**Objective:**
Reproduce verbatim the part of the data that begins at the line containing "Locate the dark" and runs through the final line of the data, including both of those lines.

**Material provided:**
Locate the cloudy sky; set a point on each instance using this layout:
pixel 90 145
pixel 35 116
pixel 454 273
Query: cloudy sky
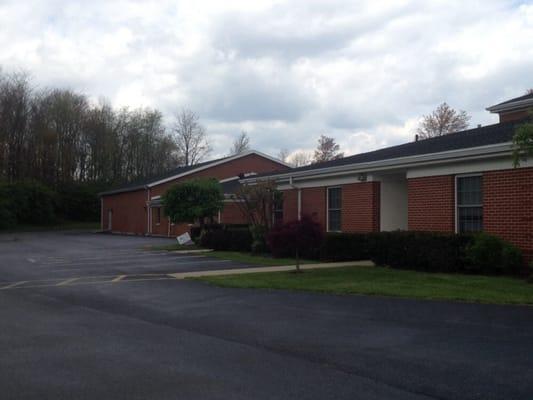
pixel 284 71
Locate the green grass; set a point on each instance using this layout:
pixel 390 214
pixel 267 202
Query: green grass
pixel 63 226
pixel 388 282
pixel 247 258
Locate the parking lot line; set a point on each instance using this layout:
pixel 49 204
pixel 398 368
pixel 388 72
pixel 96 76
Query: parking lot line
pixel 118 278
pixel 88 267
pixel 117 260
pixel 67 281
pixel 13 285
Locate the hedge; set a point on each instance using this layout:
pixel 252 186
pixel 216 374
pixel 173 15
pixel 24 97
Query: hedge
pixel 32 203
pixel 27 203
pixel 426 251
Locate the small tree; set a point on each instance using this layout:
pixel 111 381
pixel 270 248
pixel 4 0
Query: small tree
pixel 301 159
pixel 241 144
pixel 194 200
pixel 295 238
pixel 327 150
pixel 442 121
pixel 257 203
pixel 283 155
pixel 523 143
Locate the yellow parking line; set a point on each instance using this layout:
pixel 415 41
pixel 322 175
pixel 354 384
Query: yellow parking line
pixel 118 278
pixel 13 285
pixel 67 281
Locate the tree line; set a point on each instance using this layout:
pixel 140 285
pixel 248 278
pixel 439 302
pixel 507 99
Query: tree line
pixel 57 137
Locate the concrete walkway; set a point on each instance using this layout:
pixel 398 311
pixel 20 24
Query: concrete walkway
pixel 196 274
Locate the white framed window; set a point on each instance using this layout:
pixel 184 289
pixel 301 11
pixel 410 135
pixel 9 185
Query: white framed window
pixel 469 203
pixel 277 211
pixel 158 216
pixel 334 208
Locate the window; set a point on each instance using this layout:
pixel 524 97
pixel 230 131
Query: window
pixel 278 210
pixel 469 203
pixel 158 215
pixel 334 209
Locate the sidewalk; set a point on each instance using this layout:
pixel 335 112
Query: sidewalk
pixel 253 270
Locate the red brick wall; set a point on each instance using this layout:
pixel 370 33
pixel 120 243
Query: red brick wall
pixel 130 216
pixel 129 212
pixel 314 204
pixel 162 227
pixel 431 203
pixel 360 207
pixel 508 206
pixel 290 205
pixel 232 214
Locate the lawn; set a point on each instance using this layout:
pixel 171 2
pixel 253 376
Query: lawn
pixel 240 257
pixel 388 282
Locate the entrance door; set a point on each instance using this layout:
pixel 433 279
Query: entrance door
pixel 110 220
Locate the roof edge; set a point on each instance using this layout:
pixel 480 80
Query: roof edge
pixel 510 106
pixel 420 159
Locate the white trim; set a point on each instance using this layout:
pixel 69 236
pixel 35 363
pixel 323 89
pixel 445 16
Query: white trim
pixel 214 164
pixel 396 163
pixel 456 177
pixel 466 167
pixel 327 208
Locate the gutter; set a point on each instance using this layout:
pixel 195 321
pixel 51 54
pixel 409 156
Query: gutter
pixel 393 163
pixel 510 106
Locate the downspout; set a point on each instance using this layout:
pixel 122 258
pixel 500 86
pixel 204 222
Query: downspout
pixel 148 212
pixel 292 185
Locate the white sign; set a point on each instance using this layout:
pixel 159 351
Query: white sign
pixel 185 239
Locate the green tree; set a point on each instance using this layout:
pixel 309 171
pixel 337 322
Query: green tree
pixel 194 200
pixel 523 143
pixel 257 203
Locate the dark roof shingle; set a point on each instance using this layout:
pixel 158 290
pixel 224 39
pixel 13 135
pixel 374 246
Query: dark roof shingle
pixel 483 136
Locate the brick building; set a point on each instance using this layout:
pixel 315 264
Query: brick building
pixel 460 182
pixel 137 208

**Solution:**
Locate the dark roof shingle; set a point on each instance using this layout:
pixel 158 290
pixel 224 39
pixel 13 135
pixel 374 246
Query: dark roof shingle
pixel 483 136
Locate the brick building; set a point on each instance using this layout:
pixel 315 264
Query: brick building
pixel 460 182
pixel 137 208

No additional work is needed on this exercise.